• **ACTION ITEM**
An exact restatement of the records below is expected.

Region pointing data
====

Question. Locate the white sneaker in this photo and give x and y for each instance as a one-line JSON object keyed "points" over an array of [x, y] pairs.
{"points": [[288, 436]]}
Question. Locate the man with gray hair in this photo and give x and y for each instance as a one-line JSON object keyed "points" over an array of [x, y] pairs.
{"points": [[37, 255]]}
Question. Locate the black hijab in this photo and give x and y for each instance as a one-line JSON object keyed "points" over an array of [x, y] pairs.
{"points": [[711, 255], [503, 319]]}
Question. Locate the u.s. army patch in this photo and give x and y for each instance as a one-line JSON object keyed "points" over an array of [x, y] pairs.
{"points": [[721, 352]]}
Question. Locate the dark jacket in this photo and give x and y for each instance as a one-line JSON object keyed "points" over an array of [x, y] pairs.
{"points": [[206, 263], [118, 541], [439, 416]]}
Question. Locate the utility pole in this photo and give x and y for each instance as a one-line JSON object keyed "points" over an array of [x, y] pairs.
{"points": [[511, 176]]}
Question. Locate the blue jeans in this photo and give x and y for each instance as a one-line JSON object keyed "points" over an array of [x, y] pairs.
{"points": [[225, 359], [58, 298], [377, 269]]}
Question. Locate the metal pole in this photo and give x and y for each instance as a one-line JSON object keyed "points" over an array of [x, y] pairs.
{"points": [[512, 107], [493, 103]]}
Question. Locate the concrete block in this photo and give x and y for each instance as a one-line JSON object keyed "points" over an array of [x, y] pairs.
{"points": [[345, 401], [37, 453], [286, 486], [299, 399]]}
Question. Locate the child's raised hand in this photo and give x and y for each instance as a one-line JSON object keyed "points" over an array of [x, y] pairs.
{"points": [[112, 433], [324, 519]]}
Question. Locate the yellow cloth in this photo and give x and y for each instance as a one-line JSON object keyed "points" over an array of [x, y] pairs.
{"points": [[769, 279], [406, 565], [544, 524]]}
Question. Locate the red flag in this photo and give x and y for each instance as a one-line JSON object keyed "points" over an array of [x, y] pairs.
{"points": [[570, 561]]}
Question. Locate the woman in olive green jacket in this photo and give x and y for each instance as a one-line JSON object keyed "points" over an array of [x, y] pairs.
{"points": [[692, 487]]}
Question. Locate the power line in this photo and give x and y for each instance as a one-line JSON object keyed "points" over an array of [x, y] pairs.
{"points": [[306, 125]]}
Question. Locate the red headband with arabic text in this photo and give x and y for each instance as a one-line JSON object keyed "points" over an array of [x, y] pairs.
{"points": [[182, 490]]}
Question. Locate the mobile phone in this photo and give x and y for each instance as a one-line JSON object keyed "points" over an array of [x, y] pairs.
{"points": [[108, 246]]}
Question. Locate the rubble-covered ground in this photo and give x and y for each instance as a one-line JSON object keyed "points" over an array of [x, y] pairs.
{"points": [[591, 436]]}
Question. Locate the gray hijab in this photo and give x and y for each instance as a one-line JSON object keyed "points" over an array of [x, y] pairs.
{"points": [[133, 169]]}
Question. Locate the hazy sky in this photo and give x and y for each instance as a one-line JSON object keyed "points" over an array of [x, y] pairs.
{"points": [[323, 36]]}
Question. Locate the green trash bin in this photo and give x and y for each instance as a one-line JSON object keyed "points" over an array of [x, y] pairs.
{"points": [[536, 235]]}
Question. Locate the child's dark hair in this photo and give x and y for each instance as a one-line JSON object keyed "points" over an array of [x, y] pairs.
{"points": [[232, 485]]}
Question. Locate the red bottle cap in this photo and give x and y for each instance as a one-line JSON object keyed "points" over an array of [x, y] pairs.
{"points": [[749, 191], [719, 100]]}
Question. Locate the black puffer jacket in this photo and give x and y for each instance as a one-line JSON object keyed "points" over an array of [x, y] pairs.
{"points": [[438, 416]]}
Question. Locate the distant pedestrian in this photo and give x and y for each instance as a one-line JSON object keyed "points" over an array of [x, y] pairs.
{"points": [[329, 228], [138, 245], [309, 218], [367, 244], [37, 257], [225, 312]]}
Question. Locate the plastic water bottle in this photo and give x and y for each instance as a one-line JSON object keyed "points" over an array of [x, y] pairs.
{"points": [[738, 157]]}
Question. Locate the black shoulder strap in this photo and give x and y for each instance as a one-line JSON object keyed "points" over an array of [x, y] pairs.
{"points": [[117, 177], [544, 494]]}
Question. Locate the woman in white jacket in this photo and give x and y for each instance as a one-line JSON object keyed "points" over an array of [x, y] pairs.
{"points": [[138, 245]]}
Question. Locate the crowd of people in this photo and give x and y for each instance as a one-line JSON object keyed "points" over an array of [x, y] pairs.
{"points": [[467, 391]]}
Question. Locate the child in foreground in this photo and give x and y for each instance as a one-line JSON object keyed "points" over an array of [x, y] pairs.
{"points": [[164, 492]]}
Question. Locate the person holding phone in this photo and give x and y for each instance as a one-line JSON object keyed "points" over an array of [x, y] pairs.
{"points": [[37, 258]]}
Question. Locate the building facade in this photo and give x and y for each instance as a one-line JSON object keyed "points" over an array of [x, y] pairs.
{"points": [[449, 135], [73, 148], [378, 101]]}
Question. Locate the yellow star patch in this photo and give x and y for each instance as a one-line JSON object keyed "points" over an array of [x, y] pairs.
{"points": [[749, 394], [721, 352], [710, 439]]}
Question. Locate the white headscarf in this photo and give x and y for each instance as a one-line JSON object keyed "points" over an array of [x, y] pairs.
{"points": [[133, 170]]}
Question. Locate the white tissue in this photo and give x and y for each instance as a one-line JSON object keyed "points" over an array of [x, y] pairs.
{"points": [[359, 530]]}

====

• **EXERCISE SOLUTION**
Question. Locate the white sneaker in this photo and give x and y for each instance as a one-line JSON object keyed "points" over an array of [x, y] pairs.
{"points": [[288, 436]]}
Question. Locate the man with gray hair in this photo and give x and y for each instance as a one-line JSON object keyed "points" over an array of [x, y] pairs.
{"points": [[37, 255]]}
Question. Locate the black hijab in this photo and give x and y for each instance as a one-line JSON object keyed "points" over an array of [x, y] pairs.
{"points": [[711, 255], [503, 319]]}
Question. Locate the u.s. army patch in this photo and give x and y for each instance as a one-line JSON object keyed "points" over an array of [x, y] pairs.
{"points": [[721, 352]]}
Question. Locate the dark jacket in this photo and give x and y for each instance as a one-line JSON object keyed "points" over an array of [x, y] pairs.
{"points": [[206, 263], [118, 541], [439, 416]]}
Question. Locate the utility pole in this photo and give x and y for each instance as a one-line JSON object keyed "points" over an array of [x, y] pairs.
{"points": [[511, 176]]}
Question. Locate the blue jeans in this photo and give x and y for each instance as a one-line JSON object keyed "points" over an array of [x, y] pairs.
{"points": [[225, 359], [58, 298], [377, 269]]}
Question. Locate the metal pole in this photo and give x and y for each instance as a one-line JSON object keyed "points" over an array of [x, y] pairs.
{"points": [[512, 107], [493, 103]]}
Question. Locate the concrete block in this photo and give x and y for each instance as a one-line JSON object keyed "points" over an array of [x, y] pairs.
{"points": [[345, 401], [37, 453], [286, 486], [299, 399]]}
Question. Locate the child's raised hand in this photo and give x and y for each instance as a one-line JSON object keyed "points" over an array of [x, y] pairs.
{"points": [[112, 433], [324, 519]]}
Question. Locate the yellow cloth in this photo and give x and y for each instance as a one-line JSON object keyed "points" over an array of [x, y] pairs.
{"points": [[769, 279], [406, 565], [544, 524]]}
Question. Locate the red flag in this photo and give x and y for each instance as a one-line JSON object keyed "points" over an array of [x, y] pairs.
{"points": [[570, 561]]}
Question. Locate the woman in olive green jacket in this photo and give x and y for each instance as a one-line JSON object keyed "points" over an array of [x, y] pairs.
{"points": [[692, 487]]}
Question. Locate the power line in this photo and give x and y for each instance as a one-line JSON object keyed "points" over an array of [x, y] pairs.
{"points": [[306, 125]]}
Question. Locate the red headband with arabic text in this photo and give x and y for each instance as a one-line JSON object keyed "points" over an array of [x, y] pairs.
{"points": [[182, 490]]}
Question. Locate the mobile phone in this photo and give x and y for each instance as a one-line JSON object keyed "points" over an array of [x, y] pairs.
{"points": [[108, 246]]}
Question. Locate the rubble-covered ground in this photo and give x and y for each instance as a one-line JSON object keyed "points" over an array of [x, y] pairs.
{"points": [[591, 436]]}
Question. Locate the gray hijab in this photo and give x and y for each instance as a one-line JSON object keyed "points" over an array of [x, y] pairs.
{"points": [[133, 169]]}
Question. Locate the hazy sky in this photo and give x and y for each instance as a one-line JSON object keyed "points" over an array of [x, y] pairs.
{"points": [[323, 36]]}
Question. Locate the green trash bin in this photo and give x and y for each instance as a one-line JSON object keyed "points" over an array of [x, y] pairs.
{"points": [[536, 235]]}
Question. Locate the child's dark hair in this photo and give x and y for each instance as a one-line JSON object keyed "points" over an array of [x, y] pairs.
{"points": [[232, 485]]}
Question. Locate the red bottle cap in this photo and give x and y for each instance as a one-line JSON object keyed "points" over an array of [x, y] pairs.
{"points": [[749, 191], [719, 100]]}
Question. Locate the black puffer jacket in this photo and give x and y for each instance as a one-line JSON object keyed "points" over an array of [x, y] pairs.
{"points": [[438, 416]]}
Question. Locate the distant pedestrian in this photo and give x and y for each instance as a one-line JSON object keyed "points" over an array of [x, y] pairs.
{"points": [[329, 228], [138, 245], [309, 218], [367, 244], [37, 257], [225, 312]]}
Question. Locate the plastic water bottle in this photo and give x and y for each instance as a one-line JSON object keyed "points" over an array of [x, y] pairs.
{"points": [[738, 157]]}
Question. Locate the black shoulder strap in this photo and give x and y for each instance as a one-line JSON object keyed "points" over an array of [x, y] pairs.
{"points": [[117, 177], [544, 494]]}
Question. Locate the woman in white jacket in this photo and give x and y for each instance as a one-line JSON object keyed "points" over an array of [x, y] pairs.
{"points": [[138, 245]]}
Question. Locate the crowd of people in this photo and give x and y for each instance as a one-line JSON object keyed "points" over an array of [x, y] pairs.
{"points": [[467, 391]]}
Question. Locate the child in foreground in this photo and give x and y for each instance as a one-line JSON object keyed "points" over an array of [x, y] pairs.
{"points": [[164, 492]]}
Question. Locate the person holding phone in this photo and give x and y for each instance as a one-line JSON object keyed "points" over an array of [x, y] pairs.
{"points": [[37, 258]]}
Question. Locate the building facade in this photo and give x and y for each instance as a one-line JSON object keyed "points" over an array of [x, y] pairs.
{"points": [[449, 135], [73, 148], [378, 101]]}
Question. Locate the yellow star patch in this photo and give x and y for each instance as a one-line JSON object keyed "points" over an array of [x, y] pairs.
{"points": [[749, 394], [721, 352], [710, 439]]}
Question. Locate the white headscarf in this photo and give x and y for each instance as a one-line JSON object keyed "points" over an array of [x, y] pairs.
{"points": [[133, 170]]}
Question. Locate the white tissue in this photo and give x and y for each instance as a one-line JSON object keyed "points" over an array of [x, y] pairs.
{"points": [[359, 530]]}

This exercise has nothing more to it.